Excerpted passage |
⟨
Ive since learned my lesson and realized the core of the issue mainly rests on the abysmal player population (still 343s fault). If there were more players, it’d be a smoother to progress your CSR/MMR.
THIS was and is the primary focus I had. It’s part of the reason I called the system egregious. Theres no escaping it, and 343 monetized it on top of that.
so what i am reading is the system will actively put you in games where you know you will absolutely lose? now I see why I been in a massive 30 lose game streak
I tries it’s best to put you in evenly matched games. Sometimes it can’t (not enough players or squads of the right skill level). And it can’t predict how well your team is going to get and work together.
But it’s random good and bad, for and against.
There is no algorithm that decides that you are going to definitely win or lose the next game. It has been categorically refuted a number of times.
I don’t know what you’ve done to go on a 30 game losing streak. But you need to check your controller, modem, and flavour of mountain dew - something else has gone wrong.
All I can say is that, for me, whatever is going on in the back end with Infinite’s SBMM and/or team matching… It absolutely does not provide consistently fun matches. I’d say those are the exception to the rule, actually.
On paper, I guess it makes sense that they’re trying to provide even-keeled matches for every player. But the population isn’t big enough to create the skill gradient necessary for players to reliably wind up in matches that suit their skill. There’s a lot of adjustment going on and I always seem to find myself overskilled in matches, or way out of my depth. Makes playing the game incredibly frustrating.
⟩
Job | In the matchmaking discussion, what does the reply about the 30-game losing streak say you need to check?

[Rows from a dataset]
⟨
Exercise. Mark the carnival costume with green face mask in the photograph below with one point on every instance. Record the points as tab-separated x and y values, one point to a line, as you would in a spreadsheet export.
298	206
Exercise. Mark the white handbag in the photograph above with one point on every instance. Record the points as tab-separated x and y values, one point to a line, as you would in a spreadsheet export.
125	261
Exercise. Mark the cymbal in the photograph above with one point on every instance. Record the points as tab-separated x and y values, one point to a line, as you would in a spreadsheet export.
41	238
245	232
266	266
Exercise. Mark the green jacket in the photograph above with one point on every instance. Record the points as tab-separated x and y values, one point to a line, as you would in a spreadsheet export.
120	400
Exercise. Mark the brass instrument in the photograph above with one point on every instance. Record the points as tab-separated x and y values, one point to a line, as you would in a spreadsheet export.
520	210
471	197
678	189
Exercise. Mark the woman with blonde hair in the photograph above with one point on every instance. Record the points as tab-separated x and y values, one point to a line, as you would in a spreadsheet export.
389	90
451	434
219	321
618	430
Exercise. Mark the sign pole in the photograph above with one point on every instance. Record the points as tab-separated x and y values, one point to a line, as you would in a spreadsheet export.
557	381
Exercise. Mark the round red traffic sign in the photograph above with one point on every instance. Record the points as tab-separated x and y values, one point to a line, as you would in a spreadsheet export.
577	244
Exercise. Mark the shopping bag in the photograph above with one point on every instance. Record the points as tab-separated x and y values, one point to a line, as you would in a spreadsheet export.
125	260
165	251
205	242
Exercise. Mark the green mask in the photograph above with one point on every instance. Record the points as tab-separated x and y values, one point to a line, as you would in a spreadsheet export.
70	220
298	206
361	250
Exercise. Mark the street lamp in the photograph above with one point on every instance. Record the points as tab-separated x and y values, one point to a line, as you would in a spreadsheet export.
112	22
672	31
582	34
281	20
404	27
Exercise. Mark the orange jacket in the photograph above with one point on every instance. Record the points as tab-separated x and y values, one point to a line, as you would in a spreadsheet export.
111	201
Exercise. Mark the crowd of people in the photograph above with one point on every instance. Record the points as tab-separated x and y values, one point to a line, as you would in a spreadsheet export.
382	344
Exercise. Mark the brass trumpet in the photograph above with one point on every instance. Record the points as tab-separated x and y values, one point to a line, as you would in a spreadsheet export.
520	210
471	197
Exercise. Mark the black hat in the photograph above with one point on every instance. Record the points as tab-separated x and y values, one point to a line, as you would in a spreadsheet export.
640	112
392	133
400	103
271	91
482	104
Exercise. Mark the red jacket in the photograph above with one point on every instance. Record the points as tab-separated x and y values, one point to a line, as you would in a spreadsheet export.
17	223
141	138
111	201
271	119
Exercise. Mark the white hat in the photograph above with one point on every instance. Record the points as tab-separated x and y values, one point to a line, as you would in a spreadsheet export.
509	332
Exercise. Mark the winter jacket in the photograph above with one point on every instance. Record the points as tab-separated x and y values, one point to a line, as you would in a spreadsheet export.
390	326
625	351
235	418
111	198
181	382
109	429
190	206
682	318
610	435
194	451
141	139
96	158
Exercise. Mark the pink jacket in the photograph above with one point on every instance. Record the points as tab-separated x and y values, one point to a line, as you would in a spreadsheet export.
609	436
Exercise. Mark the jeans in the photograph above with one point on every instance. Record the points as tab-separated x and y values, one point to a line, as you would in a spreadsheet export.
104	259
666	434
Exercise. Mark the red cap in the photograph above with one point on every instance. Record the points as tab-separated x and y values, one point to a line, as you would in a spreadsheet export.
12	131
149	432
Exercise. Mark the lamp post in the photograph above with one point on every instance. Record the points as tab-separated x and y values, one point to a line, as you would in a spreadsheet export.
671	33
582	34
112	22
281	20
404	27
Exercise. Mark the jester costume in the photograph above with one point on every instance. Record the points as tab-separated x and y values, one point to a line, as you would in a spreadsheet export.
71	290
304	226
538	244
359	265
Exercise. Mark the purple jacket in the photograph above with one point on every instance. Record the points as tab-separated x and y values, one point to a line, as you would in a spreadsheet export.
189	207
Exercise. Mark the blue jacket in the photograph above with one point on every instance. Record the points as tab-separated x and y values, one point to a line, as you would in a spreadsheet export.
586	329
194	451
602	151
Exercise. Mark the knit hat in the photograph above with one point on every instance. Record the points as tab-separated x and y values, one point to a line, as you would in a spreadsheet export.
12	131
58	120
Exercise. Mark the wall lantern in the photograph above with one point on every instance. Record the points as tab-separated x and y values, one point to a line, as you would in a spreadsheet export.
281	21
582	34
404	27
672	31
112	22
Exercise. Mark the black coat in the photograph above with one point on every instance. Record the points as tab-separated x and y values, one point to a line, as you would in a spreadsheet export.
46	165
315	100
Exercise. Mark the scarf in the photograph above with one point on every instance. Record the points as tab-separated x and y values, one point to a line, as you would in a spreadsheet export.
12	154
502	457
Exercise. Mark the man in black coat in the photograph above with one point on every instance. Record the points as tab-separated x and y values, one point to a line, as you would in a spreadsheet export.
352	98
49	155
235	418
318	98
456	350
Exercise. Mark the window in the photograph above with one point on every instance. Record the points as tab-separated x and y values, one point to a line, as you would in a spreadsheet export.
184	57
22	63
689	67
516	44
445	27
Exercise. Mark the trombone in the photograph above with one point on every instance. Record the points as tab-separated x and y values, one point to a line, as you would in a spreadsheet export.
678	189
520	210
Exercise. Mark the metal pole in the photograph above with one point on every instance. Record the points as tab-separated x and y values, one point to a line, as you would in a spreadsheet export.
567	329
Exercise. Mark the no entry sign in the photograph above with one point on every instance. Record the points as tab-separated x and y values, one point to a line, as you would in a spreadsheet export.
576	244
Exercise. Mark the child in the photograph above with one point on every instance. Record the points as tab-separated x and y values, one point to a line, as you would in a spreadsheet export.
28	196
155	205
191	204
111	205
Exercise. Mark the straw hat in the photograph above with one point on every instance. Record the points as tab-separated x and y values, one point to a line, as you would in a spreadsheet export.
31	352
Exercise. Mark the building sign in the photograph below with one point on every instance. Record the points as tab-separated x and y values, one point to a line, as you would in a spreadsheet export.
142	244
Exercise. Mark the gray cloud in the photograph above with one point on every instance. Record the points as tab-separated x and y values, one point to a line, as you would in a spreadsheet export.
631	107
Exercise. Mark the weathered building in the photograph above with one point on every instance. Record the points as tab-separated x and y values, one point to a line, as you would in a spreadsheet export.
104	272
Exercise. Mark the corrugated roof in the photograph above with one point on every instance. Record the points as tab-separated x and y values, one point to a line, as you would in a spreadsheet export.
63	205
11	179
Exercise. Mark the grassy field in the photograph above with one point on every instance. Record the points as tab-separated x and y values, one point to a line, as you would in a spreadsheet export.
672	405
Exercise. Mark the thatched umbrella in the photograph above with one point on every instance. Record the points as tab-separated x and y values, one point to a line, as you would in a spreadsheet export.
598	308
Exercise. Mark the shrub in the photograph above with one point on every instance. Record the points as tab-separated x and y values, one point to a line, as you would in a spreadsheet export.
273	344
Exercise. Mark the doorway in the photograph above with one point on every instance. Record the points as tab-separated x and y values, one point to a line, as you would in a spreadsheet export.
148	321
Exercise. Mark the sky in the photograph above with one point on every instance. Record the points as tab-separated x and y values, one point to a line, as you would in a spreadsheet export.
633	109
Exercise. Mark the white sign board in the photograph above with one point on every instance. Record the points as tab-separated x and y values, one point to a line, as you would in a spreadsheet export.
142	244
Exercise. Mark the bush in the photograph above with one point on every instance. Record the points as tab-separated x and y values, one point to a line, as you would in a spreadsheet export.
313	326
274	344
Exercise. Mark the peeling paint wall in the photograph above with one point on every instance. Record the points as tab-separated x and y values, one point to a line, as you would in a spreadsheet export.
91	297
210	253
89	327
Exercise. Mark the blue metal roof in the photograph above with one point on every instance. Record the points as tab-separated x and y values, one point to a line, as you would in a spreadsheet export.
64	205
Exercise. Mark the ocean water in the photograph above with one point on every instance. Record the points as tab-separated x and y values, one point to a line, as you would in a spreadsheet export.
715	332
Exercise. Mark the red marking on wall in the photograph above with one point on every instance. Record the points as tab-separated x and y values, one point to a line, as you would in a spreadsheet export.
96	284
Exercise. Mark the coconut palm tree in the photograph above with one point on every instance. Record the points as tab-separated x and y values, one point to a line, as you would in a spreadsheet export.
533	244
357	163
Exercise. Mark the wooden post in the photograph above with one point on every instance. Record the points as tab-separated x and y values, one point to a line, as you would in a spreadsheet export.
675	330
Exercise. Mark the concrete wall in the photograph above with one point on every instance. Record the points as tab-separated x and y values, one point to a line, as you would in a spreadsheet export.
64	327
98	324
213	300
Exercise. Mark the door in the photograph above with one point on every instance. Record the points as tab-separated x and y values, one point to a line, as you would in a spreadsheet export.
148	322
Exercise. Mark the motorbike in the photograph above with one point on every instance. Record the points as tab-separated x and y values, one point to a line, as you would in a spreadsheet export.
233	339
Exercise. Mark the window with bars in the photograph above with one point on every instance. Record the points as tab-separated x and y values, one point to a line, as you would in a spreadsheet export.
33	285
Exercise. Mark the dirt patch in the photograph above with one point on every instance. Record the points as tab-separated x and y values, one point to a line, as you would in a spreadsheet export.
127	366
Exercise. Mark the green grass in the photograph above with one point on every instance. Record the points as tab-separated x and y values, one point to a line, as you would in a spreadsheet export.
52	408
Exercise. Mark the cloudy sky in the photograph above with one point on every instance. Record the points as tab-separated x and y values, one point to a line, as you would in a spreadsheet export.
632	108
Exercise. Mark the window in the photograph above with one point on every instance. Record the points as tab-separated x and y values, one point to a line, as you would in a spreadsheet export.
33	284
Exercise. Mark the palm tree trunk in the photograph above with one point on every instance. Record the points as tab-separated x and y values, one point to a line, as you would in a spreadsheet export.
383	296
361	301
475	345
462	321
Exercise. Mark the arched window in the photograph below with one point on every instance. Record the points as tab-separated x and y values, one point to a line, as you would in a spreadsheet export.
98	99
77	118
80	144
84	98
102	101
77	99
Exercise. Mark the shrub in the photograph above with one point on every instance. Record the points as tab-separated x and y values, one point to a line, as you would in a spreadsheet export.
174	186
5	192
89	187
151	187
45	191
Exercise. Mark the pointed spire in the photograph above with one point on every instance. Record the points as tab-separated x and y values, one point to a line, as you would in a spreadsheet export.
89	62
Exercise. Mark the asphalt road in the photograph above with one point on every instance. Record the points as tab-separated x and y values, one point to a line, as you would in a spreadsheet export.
⟩
Result of this exercise | Your controller, your modem, and your flavour of Mountain Dew.